Reproduce the entire listing below word for word, omitting the pictures.
____________
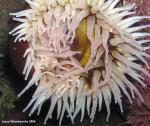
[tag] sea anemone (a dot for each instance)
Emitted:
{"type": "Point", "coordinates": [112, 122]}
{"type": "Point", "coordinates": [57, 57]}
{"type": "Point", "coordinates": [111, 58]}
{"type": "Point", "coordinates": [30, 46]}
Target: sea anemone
{"type": "Point", "coordinates": [84, 53]}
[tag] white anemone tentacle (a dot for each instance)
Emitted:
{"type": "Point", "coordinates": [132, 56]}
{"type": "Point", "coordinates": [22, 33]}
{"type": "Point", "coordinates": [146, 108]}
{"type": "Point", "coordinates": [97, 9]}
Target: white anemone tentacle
{"type": "Point", "coordinates": [116, 51]}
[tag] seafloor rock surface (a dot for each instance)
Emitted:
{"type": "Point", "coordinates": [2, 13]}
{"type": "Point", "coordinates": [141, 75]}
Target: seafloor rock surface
{"type": "Point", "coordinates": [11, 83]}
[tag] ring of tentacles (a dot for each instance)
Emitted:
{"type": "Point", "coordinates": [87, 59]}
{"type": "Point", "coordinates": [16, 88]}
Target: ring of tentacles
{"type": "Point", "coordinates": [83, 52]}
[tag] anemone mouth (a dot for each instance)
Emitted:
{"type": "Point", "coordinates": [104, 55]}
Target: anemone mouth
{"type": "Point", "coordinates": [81, 52]}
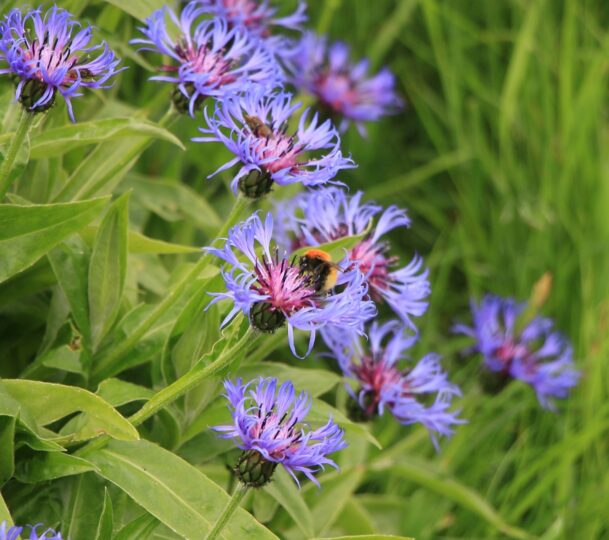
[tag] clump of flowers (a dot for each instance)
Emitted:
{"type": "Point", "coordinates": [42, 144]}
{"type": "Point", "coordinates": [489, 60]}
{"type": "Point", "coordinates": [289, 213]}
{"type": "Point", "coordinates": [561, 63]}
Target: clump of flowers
{"type": "Point", "coordinates": [210, 57]}
{"type": "Point", "coordinates": [12, 533]}
{"type": "Point", "coordinates": [515, 348]}
{"type": "Point", "coordinates": [255, 128]}
{"type": "Point", "coordinates": [49, 53]}
{"type": "Point", "coordinates": [385, 378]}
{"type": "Point", "coordinates": [344, 89]}
{"type": "Point", "coordinates": [273, 290]}
{"type": "Point", "coordinates": [325, 215]}
{"type": "Point", "coordinates": [269, 424]}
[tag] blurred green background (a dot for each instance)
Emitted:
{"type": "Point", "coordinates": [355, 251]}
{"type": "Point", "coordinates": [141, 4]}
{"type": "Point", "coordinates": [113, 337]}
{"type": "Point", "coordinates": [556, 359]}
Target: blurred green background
{"type": "Point", "coordinates": [501, 157]}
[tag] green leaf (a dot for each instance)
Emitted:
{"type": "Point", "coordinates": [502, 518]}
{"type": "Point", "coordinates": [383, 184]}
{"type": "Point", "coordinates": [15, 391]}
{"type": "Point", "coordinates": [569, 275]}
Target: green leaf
{"type": "Point", "coordinates": [84, 496]}
{"type": "Point", "coordinates": [171, 489]}
{"type": "Point", "coordinates": [64, 358]}
{"type": "Point", "coordinates": [48, 402]}
{"type": "Point", "coordinates": [284, 491]}
{"type": "Point", "coordinates": [28, 232]}
{"type": "Point", "coordinates": [5, 515]}
{"type": "Point", "coordinates": [140, 9]}
{"type": "Point", "coordinates": [367, 537]}
{"type": "Point", "coordinates": [326, 504]}
{"type": "Point", "coordinates": [117, 392]}
{"type": "Point", "coordinates": [7, 448]}
{"type": "Point", "coordinates": [70, 263]}
{"type": "Point", "coordinates": [174, 201]}
{"type": "Point", "coordinates": [138, 243]}
{"type": "Point", "coordinates": [107, 269]}
{"type": "Point", "coordinates": [425, 475]}
{"type": "Point", "coordinates": [50, 466]}
{"type": "Point", "coordinates": [105, 527]}
{"type": "Point", "coordinates": [57, 141]}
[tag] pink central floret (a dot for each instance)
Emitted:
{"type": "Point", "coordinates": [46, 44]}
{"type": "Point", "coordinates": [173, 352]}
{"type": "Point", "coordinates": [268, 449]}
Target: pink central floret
{"type": "Point", "coordinates": [202, 60]}
{"type": "Point", "coordinates": [286, 287]}
{"type": "Point", "coordinates": [374, 264]}
{"type": "Point", "coordinates": [245, 10]}
{"type": "Point", "coordinates": [510, 350]}
{"type": "Point", "coordinates": [374, 375]}
{"type": "Point", "coordinates": [280, 150]}
{"type": "Point", "coordinates": [51, 58]}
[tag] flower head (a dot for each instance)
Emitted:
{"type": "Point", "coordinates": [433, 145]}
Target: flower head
{"type": "Point", "coordinates": [383, 384]}
{"type": "Point", "coordinates": [268, 422]}
{"type": "Point", "coordinates": [533, 352]}
{"type": "Point", "coordinates": [272, 289]}
{"type": "Point", "coordinates": [344, 89]}
{"type": "Point", "coordinates": [325, 215]}
{"type": "Point", "coordinates": [256, 16]}
{"type": "Point", "coordinates": [12, 533]}
{"type": "Point", "coordinates": [210, 58]}
{"type": "Point", "coordinates": [50, 53]}
{"type": "Point", "coordinates": [254, 127]}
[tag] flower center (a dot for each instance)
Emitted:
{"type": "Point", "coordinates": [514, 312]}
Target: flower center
{"type": "Point", "coordinates": [288, 291]}
{"type": "Point", "coordinates": [374, 264]}
{"type": "Point", "coordinates": [203, 60]}
{"type": "Point", "coordinates": [375, 374]}
{"type": "Point", "coordinates": [273, 145]}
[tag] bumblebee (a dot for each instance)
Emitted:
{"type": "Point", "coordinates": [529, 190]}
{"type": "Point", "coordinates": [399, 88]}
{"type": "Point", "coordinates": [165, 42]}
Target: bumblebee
____________
== Written response ==
[tag] sea anemone (a dot for each instance)
Emitted:
{"type": "Point", "coordinates": [112, 122]}
{"type": "Point", "coordinates": [57, 57]}
{"type": "Point", "coordinates": [111, 58]}
{"type": "Point", "coordinates": [30, 46]}
Target: sea anemone
{"type": "Point", "coordinates": [84, 53]}
[tag] white anemone tentacle (a dot for each instance)
Emitted:
{"type": "Point", "coordinates": [132, 56]}
{"type": "Point", "coordinates": [22, 33]}
{"type": "Point", "coordinates": [146, 108]}
{"type": "Point", "coordinates": [97, 9]}
Target: white anemone tentacle
{"type": "Point", "coordinates": [116, 51]}
[tag] seafloor rock surface (a dot for each instance)
Emitted:
{"type": "Point", "coordinates": [2, 13]}
{"type": "Point", "coordinates": [141, 75]}
Target: seafloor rock surface
{"type": "Point", "coordinates": [11, 83]}
[tag] ring of tentacles (a dot for each instance)
Emitted:
{"type": "Point", "coordinates": [87, 59]}
{"type": "Point", "coordinates": [16, 88]}
Target: ring of tentacles
{"type": "Point", "coordinates": [83, 52]}
[tag] anemone mouth (a dot for each instance)
Emitted:
{"type": "Point", "coordinates": [104, 55]}
Target: anemone mouth
{"type": "Point", "coordinates": [81, 52]}
[tag] clump of flowers (a dot for each instance)
Emitted:
{"type": "Point", "coordinates": [42, 144]}
{"type": "Point", "coordinates": [489, 60]}
{"type": "Point", "coordinates": [289, 213]}
{"type": "Point", "coordinates": [561, 63]}
Target: clump of flowers
{"type": "Point", "coordinates": [210, 57]}
{"type": "Point", "coordinates": [12, 533]}
{"type": "Point", "coordinates": [515, 348]}
{"type": "Point", "coordinates": [255, 128]}
{"type": "Point", "coordinates": [49, 53]}
{"type": "Point", "coordinates": [385, 378]}
{"type": "Point", "coordinates": [344, 89]}
{"type": "Point", "coordinates": [273, 290]}
{"type": "Point", "coordinates": [325, 215]}
{"type": "Point", "coordinates": [269, 424]}
[tag] blurred green background (a dot for each instance)
Emitted:
{"type": "Point", "coordinates": [355, 251]}
{"type": "Point", "coordinates": [141, 4]}
{"type": "Point", "coordinates": [113, 337]}
{"type": "Point", "coordinates": [556, 359]}
Target: blurred green background
{"type": "Point", "coordinates": [501, 157]}
[tag] green leaf (a dot for each instance)
Emitted:
{"type": "Point", "coordinates": [502, 518]}
{"type": "Point", "coordinates": [383, 184]}
{"type": "Point", "coordinates": [15, 391]}
{"type": "Point", "coordinates": [569, 275]}
Target: green leaf
{"type": "Point", "coordinates": [84, 496]}
{"type": "Point", "coordinates": [171, 489]}
{"type": "Point", "coordinates": [64, 358]}
{"type": "Point", "coordinates": [48, 402]}
{"type": "Point", "coordinates": [284, 491]}
{"type": "Point", "coordinates": [28, 232]}
{"type": "Point", "coordinates": [5, 515]}
{"type": "Point", "coordinates": [140, 9]}
{"type": "Point", "coordinates": [367, 537]}
{"type": "Point", "coordinates": [326, 504]}
{"type": "Point", "coordinates": [117, 392]}
{"type": "Point", "coordinates": [7, 448]}
{"type": "Point", "coordinates": [70, 263]}
{"type": "Point", "coordinates": [174, 201]}
{"type": "Point", "coordinates": [138, 243]}
{"type": "Point", "coordinates": [107, 269]}
{"type": "Point", "coordinates": [425, 475]}
{"type": "Point", "coordinates": [50, 466]}
{"type": "Point", "coordinates": [105, 527]}
{"type": "Point", "coordinates": [57, 141]}
[tag] pink central floret (a dot for each instance)
Emitted:
{"type": "Point", "coordinates": [46, 44]}
{"type": "Point", "coordinates": [173, 352]}
{"type": "Point", "coordinates": [268, 449]}
Target: pink central floret
{"type": "Point", "coordinates": [202, 60]}
{"type": "Point", "coordinates": [286, 287]}
{"type": "Point", "coordinates": [374, 264]}
{"type": "Point", "coordinates": [245, 10]}
{"type": "Point", "coordinates": [510, 350]}
{"type": "Point", "coordinates": [374, 375]}
{"type": "Point", "coordinates": [280, 150]}
{"type": "Point", "coordinates": [51, 58]}
[tag] flower head (a dot for each instance)
Emitted:
{"type": "Point", "coordinates": [433, 145]}
Target: flower head
{"type": "Point", "coordinates": [383, 384]}
{"type": "Point", "coordinates": [268, 422]}
{"type": "Point", "coordinates": [533, 352]}
{"type": "Point", "coordinates": [272, 289]}
{"type": "Point", "coordinates": [344, 89]}
{"type": "Point", "coordinates": [325, 215]}
{"type": "Point", "coordinates": [256, 16]}
{"type": "Point", "coordinates": [12, 533]}
{"type": "Point", "coordinates": [210, 58]}
{"type": "Point", "coordinates": [50, 53]}
{"type": "Point", "coordinates": [254, 127]}
[tag] flower center (a dot for each instance)
Emitted:
{"type": "Point", "coordinates": [514, 312]}
Target: flower center
{"type": "Point", "coordinates": [288, 291]}
{"type": "Point", "coordinates": [374, 264]}
{"type": "Point", "coordinates": [203, 60]}
{"type": "Point", "coordinates": [375, 374]}
{"type": "Point", "coordinates": [273, 145]}
[tag] bumblebee (a dot for each instance)
Emitted:
{"type": "Point", "coordinates": [529, 190]}
{"type": "Point", "coordinates": [399, 88]}
{"type": "Point", "coordinates": [165, 42]}
Target: bumblebee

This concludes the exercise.